▸ Kutipan Teks:
Jumat, 18 Oktober 2013

Menghindari Krisis Pangan

Menghindari Krisis Pangan
Posman Sibuea  ;   Guru Besar Tetap di Departemen Teknologi Hasil Pertanian Unika Santo Thomas Sumut, Ketua PATPI Cabang Sumut
MEDIA INDONESIA, 17 Oktober 2013


DALAM memperingati Hari Pangan Sedunia (HPS) setiap 16 Oktober, tahun ini Food and Agriculture Organization (FAO) mengangkat tema Sustainable food systems for food security and nutrition. Secara nasional pemerintah meng usung tema Optimalisasi sumber daya lokal menuju kemandirian pangan.

▸ Tugas:
[1] Menurut artikel tentang krisis pangan, tema apa yang diangkat pemerintah secara nasional untuk Hari Pangan Sedunia tahun ini?
[2] Susun baris-baris catatan, mulai dari baris yang memuat "In the photo above, where can the black tire" sampai akhir catatan, sebagai daftar JSON berisi string. Buat satu string untuk tiap baris dan lewati baris kosong.

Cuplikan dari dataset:
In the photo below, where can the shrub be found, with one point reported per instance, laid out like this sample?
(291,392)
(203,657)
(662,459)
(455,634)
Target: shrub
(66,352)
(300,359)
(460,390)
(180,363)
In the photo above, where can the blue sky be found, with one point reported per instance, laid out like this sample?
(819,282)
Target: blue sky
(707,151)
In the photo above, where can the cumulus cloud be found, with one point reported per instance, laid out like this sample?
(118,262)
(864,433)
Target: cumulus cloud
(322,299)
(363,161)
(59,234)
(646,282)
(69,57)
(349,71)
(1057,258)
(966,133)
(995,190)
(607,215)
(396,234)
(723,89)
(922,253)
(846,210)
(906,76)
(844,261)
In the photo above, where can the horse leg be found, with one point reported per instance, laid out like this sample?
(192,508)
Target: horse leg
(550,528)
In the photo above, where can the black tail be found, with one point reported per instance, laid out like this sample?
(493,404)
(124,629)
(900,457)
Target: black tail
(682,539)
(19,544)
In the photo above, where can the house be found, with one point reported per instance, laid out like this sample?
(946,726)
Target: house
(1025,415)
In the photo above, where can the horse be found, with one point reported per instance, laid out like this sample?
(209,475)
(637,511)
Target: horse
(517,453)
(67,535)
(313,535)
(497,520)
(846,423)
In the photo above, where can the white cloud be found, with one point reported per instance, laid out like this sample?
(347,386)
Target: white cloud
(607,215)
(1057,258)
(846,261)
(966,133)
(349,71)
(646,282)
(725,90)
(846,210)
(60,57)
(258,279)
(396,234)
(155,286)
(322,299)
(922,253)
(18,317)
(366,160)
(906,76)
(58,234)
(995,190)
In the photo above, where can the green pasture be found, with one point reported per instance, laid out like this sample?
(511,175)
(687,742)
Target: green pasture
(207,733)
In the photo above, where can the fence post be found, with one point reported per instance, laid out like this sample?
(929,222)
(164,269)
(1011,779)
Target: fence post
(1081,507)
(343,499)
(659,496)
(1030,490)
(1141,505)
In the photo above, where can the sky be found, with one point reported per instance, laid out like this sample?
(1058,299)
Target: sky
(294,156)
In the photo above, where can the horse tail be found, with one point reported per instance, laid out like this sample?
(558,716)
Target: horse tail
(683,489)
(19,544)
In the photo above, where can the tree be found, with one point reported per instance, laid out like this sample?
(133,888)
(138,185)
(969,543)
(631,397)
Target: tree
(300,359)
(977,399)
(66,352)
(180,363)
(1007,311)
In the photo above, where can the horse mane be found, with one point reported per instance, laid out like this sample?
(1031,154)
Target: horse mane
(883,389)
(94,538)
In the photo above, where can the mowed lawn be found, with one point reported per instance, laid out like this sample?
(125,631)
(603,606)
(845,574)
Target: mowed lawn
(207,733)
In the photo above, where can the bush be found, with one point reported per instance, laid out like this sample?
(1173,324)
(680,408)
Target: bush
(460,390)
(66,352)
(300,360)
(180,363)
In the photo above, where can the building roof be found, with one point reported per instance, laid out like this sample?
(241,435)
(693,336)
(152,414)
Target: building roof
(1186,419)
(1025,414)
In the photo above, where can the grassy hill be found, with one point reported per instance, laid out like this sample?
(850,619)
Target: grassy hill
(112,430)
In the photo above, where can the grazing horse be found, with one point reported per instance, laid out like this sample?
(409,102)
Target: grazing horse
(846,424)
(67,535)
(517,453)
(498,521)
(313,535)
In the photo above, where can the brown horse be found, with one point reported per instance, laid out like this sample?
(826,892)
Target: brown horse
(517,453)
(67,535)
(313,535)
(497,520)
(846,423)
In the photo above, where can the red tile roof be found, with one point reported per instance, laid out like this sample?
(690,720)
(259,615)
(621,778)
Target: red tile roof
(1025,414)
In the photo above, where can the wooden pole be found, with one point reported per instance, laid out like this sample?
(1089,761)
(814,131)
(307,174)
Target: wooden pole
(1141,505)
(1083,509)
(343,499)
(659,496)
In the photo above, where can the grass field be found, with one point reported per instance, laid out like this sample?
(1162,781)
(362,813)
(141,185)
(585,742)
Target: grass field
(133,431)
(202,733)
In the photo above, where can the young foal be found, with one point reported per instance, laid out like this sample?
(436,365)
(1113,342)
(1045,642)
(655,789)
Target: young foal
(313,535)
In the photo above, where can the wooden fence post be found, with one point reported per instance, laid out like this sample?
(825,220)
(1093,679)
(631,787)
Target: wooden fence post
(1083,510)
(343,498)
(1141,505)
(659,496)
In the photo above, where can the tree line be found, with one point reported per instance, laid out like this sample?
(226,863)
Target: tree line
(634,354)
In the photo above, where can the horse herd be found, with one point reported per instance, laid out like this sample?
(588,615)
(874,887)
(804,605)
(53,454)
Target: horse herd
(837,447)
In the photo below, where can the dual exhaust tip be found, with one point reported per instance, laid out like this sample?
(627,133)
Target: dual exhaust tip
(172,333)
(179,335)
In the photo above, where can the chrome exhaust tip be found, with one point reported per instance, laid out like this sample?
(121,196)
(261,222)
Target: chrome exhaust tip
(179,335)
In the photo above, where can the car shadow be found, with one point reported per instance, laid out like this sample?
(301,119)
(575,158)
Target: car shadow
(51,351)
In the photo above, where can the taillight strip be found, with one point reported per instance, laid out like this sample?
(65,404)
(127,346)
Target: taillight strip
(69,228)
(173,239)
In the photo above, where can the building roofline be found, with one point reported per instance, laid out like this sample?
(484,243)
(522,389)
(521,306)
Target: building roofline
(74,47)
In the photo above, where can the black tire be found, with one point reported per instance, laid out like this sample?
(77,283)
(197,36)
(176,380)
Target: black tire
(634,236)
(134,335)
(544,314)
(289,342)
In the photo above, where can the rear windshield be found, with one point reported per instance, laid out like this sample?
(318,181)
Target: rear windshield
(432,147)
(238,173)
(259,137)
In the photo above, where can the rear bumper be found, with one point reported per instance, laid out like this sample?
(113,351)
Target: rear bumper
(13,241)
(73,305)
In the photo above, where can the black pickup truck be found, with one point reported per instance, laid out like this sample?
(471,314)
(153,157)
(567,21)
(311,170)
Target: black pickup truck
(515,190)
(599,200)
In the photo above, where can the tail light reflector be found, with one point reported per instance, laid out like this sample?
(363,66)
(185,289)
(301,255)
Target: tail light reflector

▸ Jawaban Tiap Tugas:
[1] Optimalisasi sumber daya lokal menuju kemandirian pangan.

[2]
[
  "In the photo above, where can the black tire be found, with one point reported per instance, laid out like this sample?",
  "(77,283)",
  "(197,36)",
  "(176,380)",
  "Target: black tire",
  "(634,236)",
  "(134,335)",
  "(544,314)",
  "(289,342)",
  "In the photo above, where can the rear windshield be found, with one point reported per instance, laid out like this sample?",
  "(318,181)",
  "Target: rear windshield",
  "(432,147)",
  "(238,173)",
  "(259,137)",
  "In the photo above, where can the rear bumper be found, with one point reported per instance, laid out like this sample?",
  "(113,351)",
  "Target: rear bumper",
  "(13,241)",
  "(73,305)",
  "In the photo above, where can the black pickup truck be found, with one point reported per instance, laid out like this sample?",
  "(471,314)",
  "(153,157)",
  "(567,21)",
  "(311,170)",
  "Target: black pickup truck",
  "(515,190)",
  "(599,200)",
  "In the photo above, where can the tail light reflector be found, with one point reported per instance, laid out like this sample?",
  "(363,66)",
  "(185,289)",
  "(301,255)",
  "Target: tail light reflector"
]